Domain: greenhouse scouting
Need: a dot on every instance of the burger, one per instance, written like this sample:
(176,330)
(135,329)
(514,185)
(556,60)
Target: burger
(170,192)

########################################

[What the exercise asks]
Reproduce the material above line for line, with no changes.

[The answer]
Domain: greenhouse scouting
Need: a dot on every instance of the burger, one per instance, written like this sample:
(176,330)
(135,329)
(514,185)
(556,60)
Target: burger
(170,192)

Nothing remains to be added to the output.